>> begin
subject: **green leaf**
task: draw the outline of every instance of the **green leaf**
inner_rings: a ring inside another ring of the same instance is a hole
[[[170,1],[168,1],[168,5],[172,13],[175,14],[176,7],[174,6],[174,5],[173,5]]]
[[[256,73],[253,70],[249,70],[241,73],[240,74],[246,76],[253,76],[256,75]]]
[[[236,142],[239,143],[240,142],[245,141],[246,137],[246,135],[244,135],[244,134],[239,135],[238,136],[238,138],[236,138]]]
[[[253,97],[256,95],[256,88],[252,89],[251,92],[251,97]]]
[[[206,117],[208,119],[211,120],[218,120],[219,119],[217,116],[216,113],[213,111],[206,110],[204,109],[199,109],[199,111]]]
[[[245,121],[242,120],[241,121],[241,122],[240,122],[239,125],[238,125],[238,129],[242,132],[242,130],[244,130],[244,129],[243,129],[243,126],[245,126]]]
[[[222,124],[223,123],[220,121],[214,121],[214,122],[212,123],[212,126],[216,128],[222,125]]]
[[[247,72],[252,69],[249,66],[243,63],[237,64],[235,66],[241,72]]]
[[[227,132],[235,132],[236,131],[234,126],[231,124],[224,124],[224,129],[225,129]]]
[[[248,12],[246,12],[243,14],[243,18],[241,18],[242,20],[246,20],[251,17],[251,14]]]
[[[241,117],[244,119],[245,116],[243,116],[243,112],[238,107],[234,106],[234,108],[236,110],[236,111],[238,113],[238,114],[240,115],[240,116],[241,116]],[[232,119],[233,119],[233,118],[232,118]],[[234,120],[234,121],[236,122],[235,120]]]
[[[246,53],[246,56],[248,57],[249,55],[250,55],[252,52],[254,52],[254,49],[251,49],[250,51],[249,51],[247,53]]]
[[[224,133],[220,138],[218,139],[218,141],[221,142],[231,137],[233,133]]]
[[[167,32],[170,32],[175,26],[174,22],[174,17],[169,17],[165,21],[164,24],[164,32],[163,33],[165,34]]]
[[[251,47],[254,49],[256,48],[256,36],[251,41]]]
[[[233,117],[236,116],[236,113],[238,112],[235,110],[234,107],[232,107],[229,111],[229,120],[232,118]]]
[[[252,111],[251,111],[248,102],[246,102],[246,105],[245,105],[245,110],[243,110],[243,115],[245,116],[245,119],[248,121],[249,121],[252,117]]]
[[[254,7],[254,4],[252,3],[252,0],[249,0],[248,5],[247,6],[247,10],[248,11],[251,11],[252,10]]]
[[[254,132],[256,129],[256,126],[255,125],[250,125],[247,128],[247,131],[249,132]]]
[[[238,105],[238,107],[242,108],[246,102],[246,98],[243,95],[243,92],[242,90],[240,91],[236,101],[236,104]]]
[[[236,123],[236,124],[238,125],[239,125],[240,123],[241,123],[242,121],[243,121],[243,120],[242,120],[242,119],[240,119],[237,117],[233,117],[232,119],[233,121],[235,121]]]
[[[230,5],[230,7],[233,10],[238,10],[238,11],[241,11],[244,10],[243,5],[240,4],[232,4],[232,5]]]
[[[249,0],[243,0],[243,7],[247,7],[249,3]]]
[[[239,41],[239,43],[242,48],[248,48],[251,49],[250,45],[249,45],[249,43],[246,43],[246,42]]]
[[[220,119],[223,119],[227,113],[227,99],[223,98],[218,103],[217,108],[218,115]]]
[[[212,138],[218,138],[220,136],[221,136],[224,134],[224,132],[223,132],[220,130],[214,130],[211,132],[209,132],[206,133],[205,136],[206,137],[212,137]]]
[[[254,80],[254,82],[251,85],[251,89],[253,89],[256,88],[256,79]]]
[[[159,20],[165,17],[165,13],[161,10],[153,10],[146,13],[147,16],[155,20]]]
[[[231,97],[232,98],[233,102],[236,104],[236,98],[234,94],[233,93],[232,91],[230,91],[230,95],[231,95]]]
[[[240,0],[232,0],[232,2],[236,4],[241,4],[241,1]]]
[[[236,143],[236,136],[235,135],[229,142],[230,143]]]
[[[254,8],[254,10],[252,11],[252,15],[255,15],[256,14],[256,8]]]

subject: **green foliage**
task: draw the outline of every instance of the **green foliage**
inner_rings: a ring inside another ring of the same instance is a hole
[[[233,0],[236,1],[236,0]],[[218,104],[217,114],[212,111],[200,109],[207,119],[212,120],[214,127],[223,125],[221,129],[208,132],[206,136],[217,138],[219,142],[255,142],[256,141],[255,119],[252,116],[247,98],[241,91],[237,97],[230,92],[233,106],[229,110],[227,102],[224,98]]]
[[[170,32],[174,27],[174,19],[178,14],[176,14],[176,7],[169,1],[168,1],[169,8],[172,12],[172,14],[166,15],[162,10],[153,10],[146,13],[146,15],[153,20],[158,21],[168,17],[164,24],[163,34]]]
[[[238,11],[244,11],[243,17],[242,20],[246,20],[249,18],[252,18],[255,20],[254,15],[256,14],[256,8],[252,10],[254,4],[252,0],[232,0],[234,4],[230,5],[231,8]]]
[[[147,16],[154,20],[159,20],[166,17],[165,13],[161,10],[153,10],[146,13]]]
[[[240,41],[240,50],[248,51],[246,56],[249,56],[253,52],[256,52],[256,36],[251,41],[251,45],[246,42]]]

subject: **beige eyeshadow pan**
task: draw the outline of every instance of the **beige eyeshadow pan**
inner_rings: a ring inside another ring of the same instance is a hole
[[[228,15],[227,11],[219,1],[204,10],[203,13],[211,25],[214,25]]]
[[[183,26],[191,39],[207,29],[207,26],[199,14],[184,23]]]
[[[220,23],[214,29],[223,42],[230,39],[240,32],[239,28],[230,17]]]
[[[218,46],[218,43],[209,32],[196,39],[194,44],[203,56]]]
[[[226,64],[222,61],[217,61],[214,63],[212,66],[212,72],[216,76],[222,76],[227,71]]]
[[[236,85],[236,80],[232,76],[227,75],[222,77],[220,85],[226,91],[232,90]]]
>> end
Task goal ▸ Reproduce all of the items above line for line, without changing any character.

Response for this exercise ▸
subject: **green leaf**
task: draw the outline of every instance of the **green leaf**
inner_rings: a ring inside another ring of the same instance is a hole
[[[170,1],[168,1],[168,5],[172,13],[175,14],[176,7],[174,6],[174,5],[173,5]]]
[[[256,73],[253,70],[249,70],[241,73],[240,74],[246,76],[253,76],[256,75]]]
[[[236,142],[239,143],[240,142],[245,141],[246,137],[246,135],[244,135],[244,134],[239,135],[238,136],[238,138],[236,138]]]
[[[253,97],[256,95],[256,88],[252,89],[251,92],[251,97]]]
[[[206,117],[208,119],[211,120],[218,120],[219,119],[217,116],[216,113],[213,111],[206,110],[204,109],[199,109],[199,111]]]
[[[245,121],[242,120],[241,121],[241,122],[240,122],[239,125],[238,125],[238,129],[242,132],[242,130],[244,130],[244,129],[243,129],[243,126],[245,126]]]
[[[222,124],[223,123],[220,121],[214,121],[214,122],[212,123],[212,126],[216,128],[222,125]]]
[[[247,72],[252,69],[249,66],[243,63],[237,64],[235,66],[241,72]]]
[[[227,132],[235,132],[236,131],[234,126],[231,124],[224,124],[224,129],[225,129]]]
[[[248,12],[246,12],[243,14],[243,18],[241,18],[242,20],[246,20],[251,17],[251,14]]]
[[[241,117],[244,119],[245,116],[243,116],[243,112],[238,107],[234,106],[234,108],[236,110],[236,111],[238,113],[238,114],[240,115],[240,116],[241,116]],[[232,119],[233,119],[233,118],[232,118]],[[234,120],[234,121],[236,122],[235,120]]]
[[[246,53],[246,56],[248,57],[249,55],[250,55],[252,52],[254,52],[254,49],[251,49],[250,51],[249,51],[247,53]]]
[[[224,133],[220,138],[218,139],[218,141],[221,142],[231,137],[233,133]]]
[[[167,32],[170,32],[175,26],[174,22],[174,17],[169,17],[165,21],[164,24],[164,32],[163,33],[165,34]]]
[[[251,47],[254,49],[256,48],[256,36],[251,41]]]
[[[233,117],[236,116],[236,113],[238,112],[235,110],[234,107],[232,107],[229,111],[229,120],[232,118]]]
[[[252,111],[251,111],[248,102],[246,102],[246,105],[245,105],[245,110],[243,110],[243,115],[245,116],[245,119],[248,121],[249,121],[252,117]]]
[[[254,7],[254,4],[252,3],[252,0],[249,0],[248,5],[247,6],[247,10],[248,11],[251,11],[252,10]]]
[[[254,132],[256,129],[256,126],[255,125],[250,125],[247,128],[247,131],[249,132]]]
[[[238,105],[238,107],[242,108],[246,102],[246,98],[243,95],[243,92],[242,90],[240,91],[236,101],[236,104]]]
[[[236,123],[236,124],[238,125],[239,125],[240,123],[241,123],[242,121],[243,121],[243,120],[242,120],[242,119],[240,119],[237,117],[233,117],[232,119],[233,121],[235,121]]]
[[[230,5],[230,7],[233,10],[238,10],[238,11],[241,11],[244,10],[243,5],[240,4],[232,4],[232,5]]]
[[[249,0],[243,0],[243,7],[247,7],[249,3]]]
[[[239,41],[239,43],[242,48],[248,48],[251,49],[250,45],[249,45],[249,43],[246,43],[246,42]]]
[[[220,119],[223,119],[227,113],[227,99],[223,98],[218,103],[217,108],[218,115]]]
[[[212,138],[218,138],[220,136],[221,136],[224,134],[224,132],[223,132],[220,130],[214,130],[211,132],[209,132],[206,133],[205,136],[206,137],[212,137]]]
[[[254,80],[254,82],[251,85],[251,89],[253,89],[256,88],[256,79]]]
[[[159,20],[165,17],[165,13],[161,10],[153,10],[146,13],[147,16],[155,20]]]
[[[231,97],[232,98],[233,102],[236,104],[236,98],[234,94],[233,93],[232,91],[230,91],[230,95],[231,95]]]
[[[240,0],[232,0],[232,2],[236,4],[241,4],[241,1]]]
[[[236,143],[236,136],[235,135],[229,142],[230,143]]]
[[[254,8],[254,10],[252,11],[252,15],[255,15],[256,14],[256,8]]]

subject: **green foliage**
task: draw the outline of every instance of the **green foliage**
inner_rings: a ring inside another ring of the same instance is a hole
[[[233,0],[236,1],[236,0]],[[218,104],[217,114],[212,111],[200,109],[207,119],[212,120],[214,127],[223,125],[221,129],[208,132],[206,136],[217,138],[219,142],[255,142],[256,141],[255,119],[252,116],[247,98],[241,91],[237,97],[230,92],[233,106],[229,110],[227,102],[224,98]]]
[[[170,32],[174,27],[174,19],[178,14],[176,14],[176,7],[169,1],[168,1],[169,8],[172,12],[172,14],[166,15],[162,10],[153,10],[146,13],[146,15],[153,20],[158,21],[168,17],[164,24],[163,34]]]
[[[238,11],[244,11],[243,17],[242,20],[246,20],[249,18],[252,18],[255,20],[254,15],[256,14],[256,8],[252,10],[254,4],[252,0],[232,0],[234,4],[230,5],[231,8]]]
[[[147,16],[154,20],[159,20],[166,17],[165,13],[161,10],[153,10],[146,13]]]
[[[240,41],[240,50],[248,51],[246,56],[249,56],[253,52],[256,52],[256,36],[251,41],[251,45],[246,42]]]

subject: **beige eyeshadow pan**
task: draw the outline of every instance of the **beige eyeshadow pan**
inner_rings: a ring inside another ring of the same instance is a hole
[[[228,15],[227,11],[219,1],[204,10],[203,13],[211,25],[214,25]]]
[[[183,26],[191,39],[207,29],[207,26],[199,14],[184,23]]]
[[[220,23],[214,29],[223,42],[230,39],[240,32],[239,28],[230,17]]]
[[[218,46],[218,43],[209,32],[196,39],[194,44],[203,56]]]
[[[226,64],[222,61],[217,61],[214,63],[212,66],[212,72],[216,76],[222,76],[227,71]]]
[[[236,85],[236,80],[232,76],[227,75],[222,77],[220,85],[226,91],[232,90]]]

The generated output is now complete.